(Point labeling records)

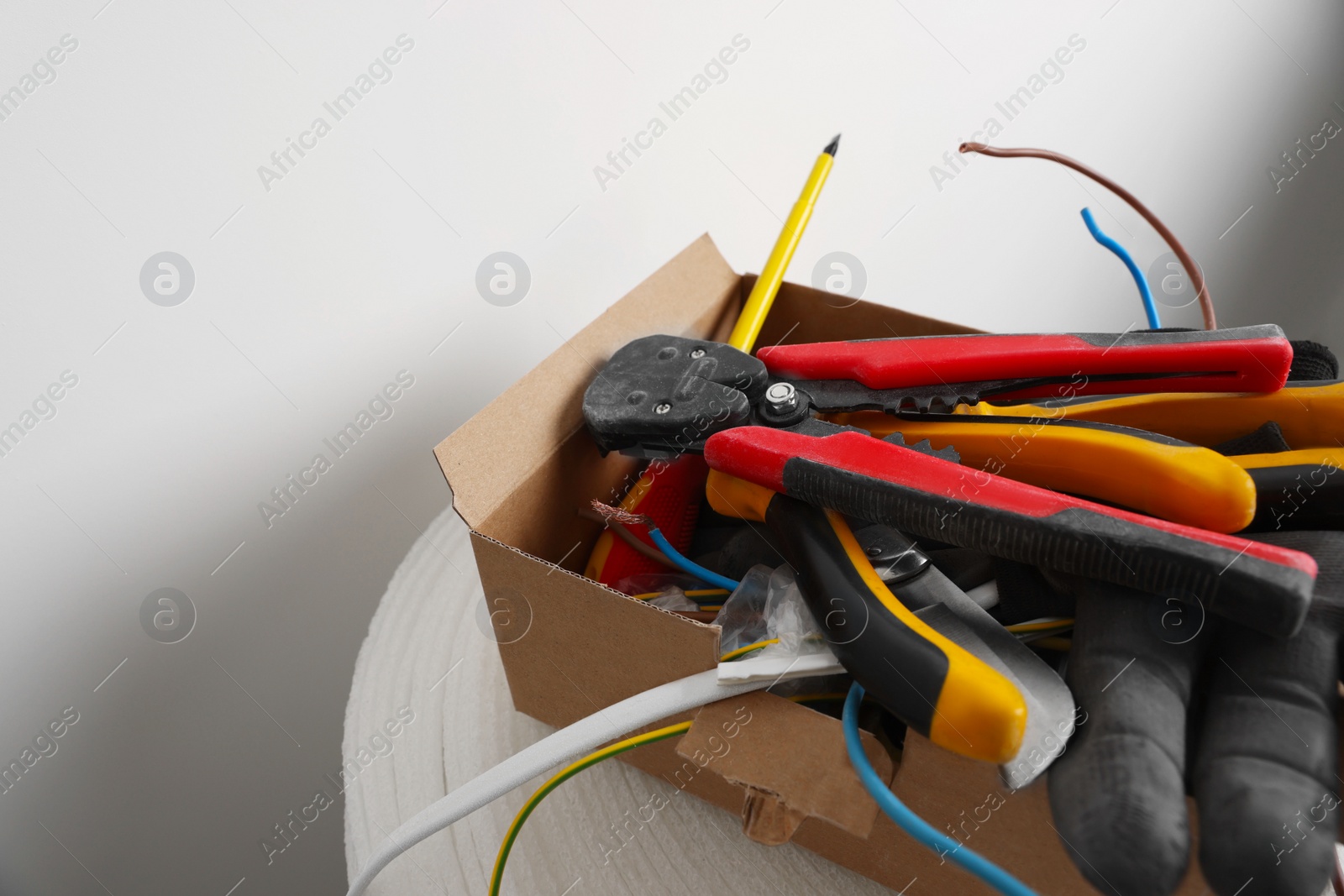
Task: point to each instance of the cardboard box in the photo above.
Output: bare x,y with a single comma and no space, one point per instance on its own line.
524,465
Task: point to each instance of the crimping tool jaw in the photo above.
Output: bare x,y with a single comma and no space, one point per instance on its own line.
663,396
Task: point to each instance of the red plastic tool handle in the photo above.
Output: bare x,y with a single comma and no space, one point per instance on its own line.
1254,584
1243,359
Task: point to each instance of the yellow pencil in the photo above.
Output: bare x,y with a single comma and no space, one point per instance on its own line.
743,338
768,285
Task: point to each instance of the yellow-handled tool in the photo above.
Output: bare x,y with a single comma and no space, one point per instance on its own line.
1310,414
929,681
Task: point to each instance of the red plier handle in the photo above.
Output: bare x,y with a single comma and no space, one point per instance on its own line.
1241,359
1257,584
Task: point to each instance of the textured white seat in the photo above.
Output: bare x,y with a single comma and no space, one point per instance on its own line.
464,723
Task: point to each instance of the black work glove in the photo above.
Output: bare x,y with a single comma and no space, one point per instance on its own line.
1241,720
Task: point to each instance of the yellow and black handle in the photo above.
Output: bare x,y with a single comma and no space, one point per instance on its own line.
1310,414
927,681
1301,490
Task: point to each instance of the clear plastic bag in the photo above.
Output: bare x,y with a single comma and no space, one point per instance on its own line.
768,605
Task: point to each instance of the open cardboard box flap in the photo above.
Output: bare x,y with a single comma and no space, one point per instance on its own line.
524,465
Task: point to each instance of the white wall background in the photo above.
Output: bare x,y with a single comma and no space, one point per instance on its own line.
312,295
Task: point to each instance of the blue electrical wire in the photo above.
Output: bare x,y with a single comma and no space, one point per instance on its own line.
1144,291
913,824
690,566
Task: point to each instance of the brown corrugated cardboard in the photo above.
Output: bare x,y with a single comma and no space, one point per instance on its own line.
523,466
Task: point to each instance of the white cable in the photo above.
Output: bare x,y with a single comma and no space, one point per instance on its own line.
562,747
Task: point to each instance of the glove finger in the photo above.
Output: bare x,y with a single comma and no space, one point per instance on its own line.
1117,794
1265,770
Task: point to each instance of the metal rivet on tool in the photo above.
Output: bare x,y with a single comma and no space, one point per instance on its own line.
781,396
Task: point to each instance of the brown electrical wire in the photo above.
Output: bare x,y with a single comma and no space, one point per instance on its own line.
1196,277
629,537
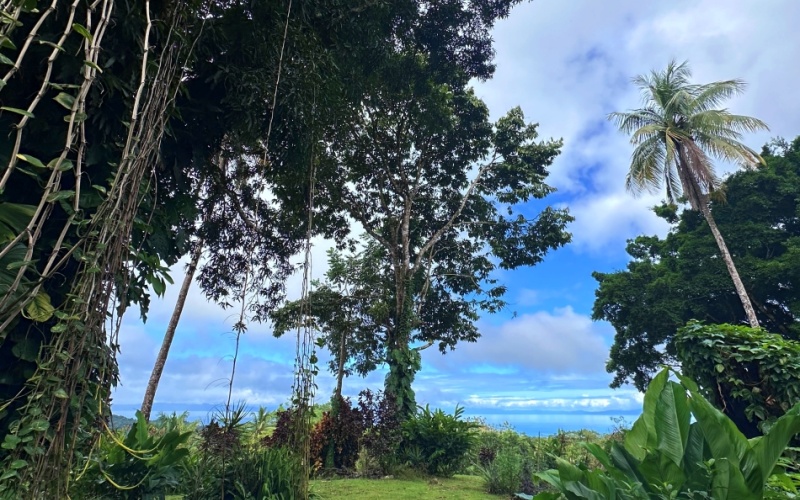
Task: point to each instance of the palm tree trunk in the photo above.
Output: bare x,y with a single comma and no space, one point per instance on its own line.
726,256
161,360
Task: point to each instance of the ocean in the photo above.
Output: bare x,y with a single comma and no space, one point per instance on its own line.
531,424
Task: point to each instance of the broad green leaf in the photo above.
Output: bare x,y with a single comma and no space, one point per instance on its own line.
40,309
17,111
628,464
93,65
65,100
18,464
672,420
51,44
65,165
696,475
40,425
64,194
15,217
6,42
772,445
81,30
10,442
636,439
26,349
32,160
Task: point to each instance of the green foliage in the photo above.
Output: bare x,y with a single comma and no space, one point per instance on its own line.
503,473
436,442
382,436
667,455
142,464
267,474
751,375
671,281
335,438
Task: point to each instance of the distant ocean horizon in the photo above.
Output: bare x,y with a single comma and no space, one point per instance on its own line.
531,424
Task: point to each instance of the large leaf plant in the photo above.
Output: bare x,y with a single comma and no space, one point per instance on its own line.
680,448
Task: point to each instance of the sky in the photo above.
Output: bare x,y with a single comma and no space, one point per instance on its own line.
541,363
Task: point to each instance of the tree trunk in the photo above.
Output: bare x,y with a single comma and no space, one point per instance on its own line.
403,362
161,360
340,372
726,256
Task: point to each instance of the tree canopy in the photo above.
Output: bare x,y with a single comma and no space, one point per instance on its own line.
681,277
433,183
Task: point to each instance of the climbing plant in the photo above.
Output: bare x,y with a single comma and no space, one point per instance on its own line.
750,375
79,162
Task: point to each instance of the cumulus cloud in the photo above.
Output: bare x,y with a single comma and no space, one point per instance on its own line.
559,342
568,64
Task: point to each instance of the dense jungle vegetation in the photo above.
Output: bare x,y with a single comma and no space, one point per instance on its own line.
232,132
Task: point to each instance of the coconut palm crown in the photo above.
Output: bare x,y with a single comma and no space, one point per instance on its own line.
677,133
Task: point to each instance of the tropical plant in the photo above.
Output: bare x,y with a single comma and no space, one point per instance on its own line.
680,448
503,472
141,464
750,375
436,442
669,281
335,439
382,436
676,133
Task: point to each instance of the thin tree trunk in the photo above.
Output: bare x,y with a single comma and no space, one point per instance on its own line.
169,335
726,256
340,372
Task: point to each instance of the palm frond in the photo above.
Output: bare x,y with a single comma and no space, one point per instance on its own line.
711,95
647,164
635,119
728,124
679,129
646,132
728,149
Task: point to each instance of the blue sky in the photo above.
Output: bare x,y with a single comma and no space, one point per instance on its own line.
567,64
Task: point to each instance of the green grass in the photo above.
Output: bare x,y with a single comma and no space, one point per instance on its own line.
458,487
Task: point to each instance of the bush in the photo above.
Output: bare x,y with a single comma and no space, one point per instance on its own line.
137,465
271,473
751,375
503,474
681,447
436,442
335,438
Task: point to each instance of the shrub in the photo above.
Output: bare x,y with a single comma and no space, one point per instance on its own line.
270,473
751,375
335,438
436,442
503,474
137,465
666,455
284,428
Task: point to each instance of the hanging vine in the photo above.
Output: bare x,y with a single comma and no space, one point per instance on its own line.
54,420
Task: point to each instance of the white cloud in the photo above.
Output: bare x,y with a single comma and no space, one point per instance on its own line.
569,63
561,342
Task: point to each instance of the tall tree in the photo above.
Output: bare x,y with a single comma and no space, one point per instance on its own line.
676,133
673,280
433,184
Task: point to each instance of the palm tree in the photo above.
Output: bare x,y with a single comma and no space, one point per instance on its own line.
676,133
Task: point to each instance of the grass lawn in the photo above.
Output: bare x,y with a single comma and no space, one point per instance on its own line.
458,487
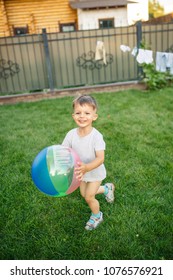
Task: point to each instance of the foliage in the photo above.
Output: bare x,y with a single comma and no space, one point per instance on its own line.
155,79
155,9
137,128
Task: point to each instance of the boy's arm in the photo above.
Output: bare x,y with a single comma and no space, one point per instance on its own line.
86,167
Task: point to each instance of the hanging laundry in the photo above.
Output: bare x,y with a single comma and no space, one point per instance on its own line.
100,52
125,48
134,51
144,56
164,62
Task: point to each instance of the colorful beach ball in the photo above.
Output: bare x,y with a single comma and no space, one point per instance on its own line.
53,171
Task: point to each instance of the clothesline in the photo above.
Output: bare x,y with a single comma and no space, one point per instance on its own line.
164,60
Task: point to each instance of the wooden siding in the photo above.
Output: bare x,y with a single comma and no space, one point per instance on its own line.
35,14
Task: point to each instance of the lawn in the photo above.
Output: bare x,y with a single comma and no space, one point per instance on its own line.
138,130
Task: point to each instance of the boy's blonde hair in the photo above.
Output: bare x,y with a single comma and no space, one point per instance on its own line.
85,99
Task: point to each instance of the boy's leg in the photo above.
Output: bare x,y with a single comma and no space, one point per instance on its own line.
90,192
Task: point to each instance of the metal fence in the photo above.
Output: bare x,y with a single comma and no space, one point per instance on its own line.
50,61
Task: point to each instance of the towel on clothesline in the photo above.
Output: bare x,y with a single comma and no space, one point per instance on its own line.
100,52
144,56
125,48
164,62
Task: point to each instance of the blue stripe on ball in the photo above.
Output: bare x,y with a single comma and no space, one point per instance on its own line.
40,174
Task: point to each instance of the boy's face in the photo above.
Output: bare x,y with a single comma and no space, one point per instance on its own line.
84,115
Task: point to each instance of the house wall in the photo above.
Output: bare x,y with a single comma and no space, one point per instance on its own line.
137,11
36,14
92,16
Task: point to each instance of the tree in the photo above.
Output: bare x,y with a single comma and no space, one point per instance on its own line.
155,9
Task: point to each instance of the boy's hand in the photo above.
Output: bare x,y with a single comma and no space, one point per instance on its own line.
80,170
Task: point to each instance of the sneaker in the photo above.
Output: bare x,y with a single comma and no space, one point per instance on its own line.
110,195
94,222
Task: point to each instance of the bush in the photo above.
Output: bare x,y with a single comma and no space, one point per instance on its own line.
155,79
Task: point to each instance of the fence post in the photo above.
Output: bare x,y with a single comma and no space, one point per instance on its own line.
139,40
48,62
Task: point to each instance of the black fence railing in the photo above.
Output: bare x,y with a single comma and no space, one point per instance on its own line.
50,61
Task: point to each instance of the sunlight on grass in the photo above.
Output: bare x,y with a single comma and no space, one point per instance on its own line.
137,127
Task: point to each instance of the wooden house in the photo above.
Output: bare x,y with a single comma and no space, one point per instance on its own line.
19,17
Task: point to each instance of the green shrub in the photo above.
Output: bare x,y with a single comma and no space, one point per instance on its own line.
155,79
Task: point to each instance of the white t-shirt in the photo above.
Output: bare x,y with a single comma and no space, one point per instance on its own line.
86,147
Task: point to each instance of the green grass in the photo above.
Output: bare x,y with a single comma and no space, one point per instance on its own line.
138,129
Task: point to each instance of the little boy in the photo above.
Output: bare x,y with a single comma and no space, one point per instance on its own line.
88,143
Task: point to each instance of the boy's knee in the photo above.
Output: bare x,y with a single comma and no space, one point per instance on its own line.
88,198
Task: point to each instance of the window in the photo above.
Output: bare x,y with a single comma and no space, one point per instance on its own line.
20,30
67,27
106,23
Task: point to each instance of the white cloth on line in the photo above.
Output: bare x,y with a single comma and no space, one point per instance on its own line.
125,48
164,62
100,52
144,56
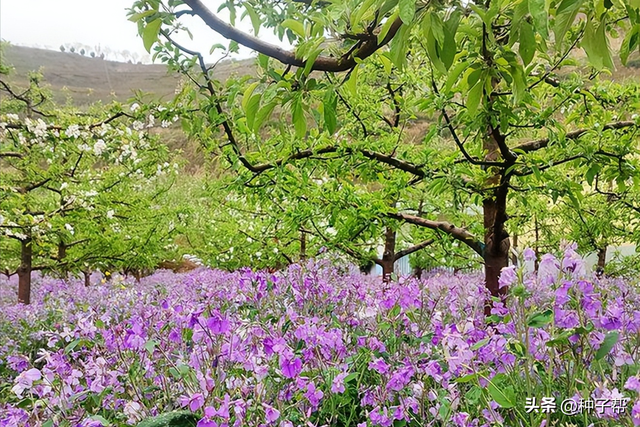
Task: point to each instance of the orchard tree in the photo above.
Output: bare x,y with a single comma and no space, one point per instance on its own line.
498,79
74,184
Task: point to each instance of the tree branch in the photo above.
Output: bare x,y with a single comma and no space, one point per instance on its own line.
456,232
530,146
414,248
322,63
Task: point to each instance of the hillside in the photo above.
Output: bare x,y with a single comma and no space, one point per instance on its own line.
86,80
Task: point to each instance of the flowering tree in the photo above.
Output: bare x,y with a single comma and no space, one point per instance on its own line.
490,76
77,187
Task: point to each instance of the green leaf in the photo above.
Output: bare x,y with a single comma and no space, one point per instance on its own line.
329,103
138,16
609,341
504,396
527,48
299,120
295,26
540,319
252,109
407,10
255,19
263,114
629,43
540,15
454,74
352,82
151,345
519,12
565,17
596,46
592,172
474,97
150,33
247,95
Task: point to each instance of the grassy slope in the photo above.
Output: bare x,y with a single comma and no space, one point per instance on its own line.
86,80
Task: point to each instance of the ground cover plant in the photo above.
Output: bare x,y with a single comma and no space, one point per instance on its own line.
321,344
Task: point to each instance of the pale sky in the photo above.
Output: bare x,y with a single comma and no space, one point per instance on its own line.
93,23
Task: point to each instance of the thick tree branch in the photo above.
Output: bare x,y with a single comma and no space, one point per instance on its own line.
414,248
456,232
322,63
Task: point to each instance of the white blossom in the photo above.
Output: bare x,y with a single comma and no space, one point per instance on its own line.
73,131
99,147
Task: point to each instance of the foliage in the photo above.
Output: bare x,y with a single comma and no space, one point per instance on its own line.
79,189
322,344
504,103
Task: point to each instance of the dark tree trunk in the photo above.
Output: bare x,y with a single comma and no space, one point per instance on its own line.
303,245
62,251
24,272
389,254
602,257
496,238
514,245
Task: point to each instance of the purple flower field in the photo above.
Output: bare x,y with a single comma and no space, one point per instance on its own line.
320,344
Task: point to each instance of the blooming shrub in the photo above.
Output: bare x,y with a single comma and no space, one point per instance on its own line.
322,345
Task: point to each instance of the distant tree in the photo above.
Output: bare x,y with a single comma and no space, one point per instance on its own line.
78,189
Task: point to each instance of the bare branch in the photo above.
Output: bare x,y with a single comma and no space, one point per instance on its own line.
414,248
456,232
322,63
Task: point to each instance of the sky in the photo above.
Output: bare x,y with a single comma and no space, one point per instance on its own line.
98,24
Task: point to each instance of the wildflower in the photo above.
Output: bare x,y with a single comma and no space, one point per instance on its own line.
635,413
99,147
25,381
290,368
507,276
529,255
633,383
271,414
337,385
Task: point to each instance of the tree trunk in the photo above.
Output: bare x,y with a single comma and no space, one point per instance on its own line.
24,272
496,238
602,257
303,245
389,254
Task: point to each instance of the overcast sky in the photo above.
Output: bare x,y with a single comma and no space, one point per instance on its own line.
94,23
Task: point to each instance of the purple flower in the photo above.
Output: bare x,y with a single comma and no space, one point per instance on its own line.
548,270
633,383
566,318
290,368
635,413
218,325
313,395
508,276
195,401
529,254
337,385
271,414
25,380
379,365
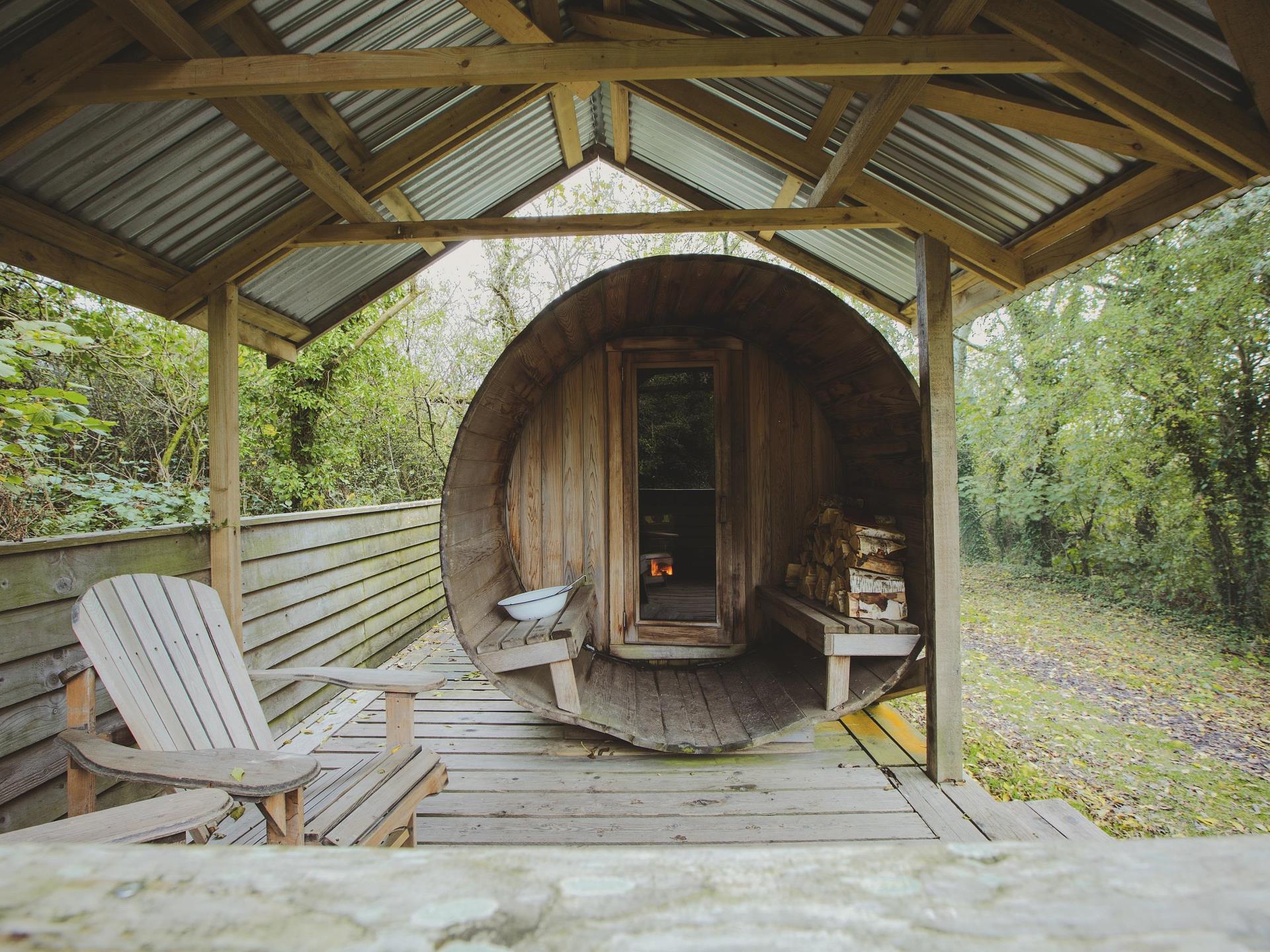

Problem description:
Locate each line in the records above that contains the word "blue", and copy every such line in full.

Answer to this problem:
Task: point to each instance of the blue electrical wire in the photo above.
Task: point to each instance of the blue sky in the photo above.
Task: point to each instance of the blue stripe on ball in the photo above.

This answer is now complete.